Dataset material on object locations
::::
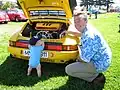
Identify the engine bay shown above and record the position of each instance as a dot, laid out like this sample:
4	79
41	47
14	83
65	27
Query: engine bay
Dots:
46	30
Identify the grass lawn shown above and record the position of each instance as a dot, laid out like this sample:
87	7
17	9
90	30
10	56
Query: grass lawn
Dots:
13	71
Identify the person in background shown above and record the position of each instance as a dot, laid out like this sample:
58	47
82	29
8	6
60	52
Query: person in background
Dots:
95	11
36	45
90	11
94	53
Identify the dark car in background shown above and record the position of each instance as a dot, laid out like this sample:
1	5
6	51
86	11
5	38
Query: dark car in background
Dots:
4	17
16	15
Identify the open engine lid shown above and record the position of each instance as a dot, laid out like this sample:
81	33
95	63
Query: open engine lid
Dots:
46	9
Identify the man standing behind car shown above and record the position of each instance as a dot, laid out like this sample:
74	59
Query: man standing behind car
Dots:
94	53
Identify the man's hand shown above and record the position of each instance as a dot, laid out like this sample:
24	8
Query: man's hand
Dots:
78	34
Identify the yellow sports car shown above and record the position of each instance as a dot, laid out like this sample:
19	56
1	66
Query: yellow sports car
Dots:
51	19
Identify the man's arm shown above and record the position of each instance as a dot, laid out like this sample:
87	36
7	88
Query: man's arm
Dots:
78	34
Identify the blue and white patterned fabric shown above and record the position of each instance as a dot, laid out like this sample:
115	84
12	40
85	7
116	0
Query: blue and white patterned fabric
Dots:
94	49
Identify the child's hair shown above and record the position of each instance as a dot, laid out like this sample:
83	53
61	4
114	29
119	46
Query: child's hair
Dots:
34	39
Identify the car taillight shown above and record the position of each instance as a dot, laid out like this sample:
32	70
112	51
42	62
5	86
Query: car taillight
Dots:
21	43
60	47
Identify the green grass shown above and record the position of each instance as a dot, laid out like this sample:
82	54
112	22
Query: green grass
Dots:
13	71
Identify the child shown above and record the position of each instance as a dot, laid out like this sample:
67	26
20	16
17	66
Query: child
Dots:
36	46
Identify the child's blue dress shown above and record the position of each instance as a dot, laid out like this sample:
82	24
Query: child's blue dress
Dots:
35	55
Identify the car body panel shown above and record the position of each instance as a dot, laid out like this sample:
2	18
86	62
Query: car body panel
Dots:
54	57
16	15
59	46
28	6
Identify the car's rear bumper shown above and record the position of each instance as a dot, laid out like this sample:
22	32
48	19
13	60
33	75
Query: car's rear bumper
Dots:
53	56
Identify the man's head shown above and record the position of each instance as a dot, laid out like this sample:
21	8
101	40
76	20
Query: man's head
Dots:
80	19
34	40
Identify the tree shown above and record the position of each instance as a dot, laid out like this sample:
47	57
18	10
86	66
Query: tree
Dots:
7	5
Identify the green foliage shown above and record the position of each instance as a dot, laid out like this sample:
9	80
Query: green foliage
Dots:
7	5
13	71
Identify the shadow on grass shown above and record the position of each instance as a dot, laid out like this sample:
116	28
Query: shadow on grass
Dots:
79	84
13	73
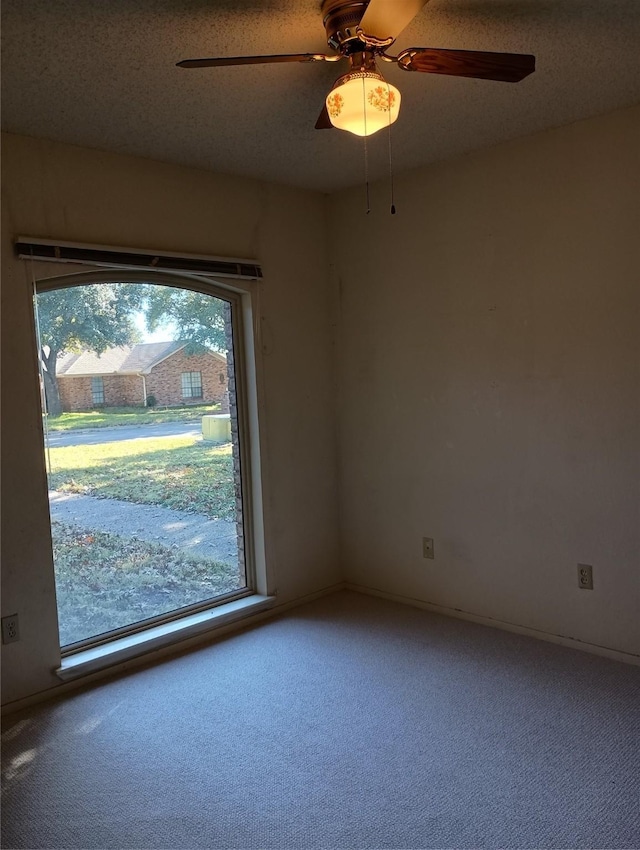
::::
▶ [Exercise description] Please count the lines in the material above that contain the string "body" and give only that number.

▶ [Solution] 2